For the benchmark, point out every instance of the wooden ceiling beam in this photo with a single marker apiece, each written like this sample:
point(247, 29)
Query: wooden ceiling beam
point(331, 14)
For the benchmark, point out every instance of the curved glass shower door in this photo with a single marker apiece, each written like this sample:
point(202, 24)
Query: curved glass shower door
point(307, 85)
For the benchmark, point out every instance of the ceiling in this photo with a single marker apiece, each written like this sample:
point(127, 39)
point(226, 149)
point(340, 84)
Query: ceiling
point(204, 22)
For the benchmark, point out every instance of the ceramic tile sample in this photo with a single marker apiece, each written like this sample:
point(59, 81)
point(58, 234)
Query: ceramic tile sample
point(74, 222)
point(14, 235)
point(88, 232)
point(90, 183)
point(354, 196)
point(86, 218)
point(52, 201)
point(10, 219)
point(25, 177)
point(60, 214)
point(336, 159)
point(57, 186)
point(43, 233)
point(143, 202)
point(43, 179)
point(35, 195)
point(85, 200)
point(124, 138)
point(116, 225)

[REQUIREMENTS]: Rewrite the material from its first line through the line containing "point(331, 14)", changing "wooden ceiling beam" to "exposed roof rafter" and leaving everything else as is.

[WRITTEN SOLUTION]:
For the benchmark, point out every instance of the exposed roof rafter in this photo with a single marker apiece, each written like this sample:
point(247, 29)
Query: exposed roof rafter
point(331, 14)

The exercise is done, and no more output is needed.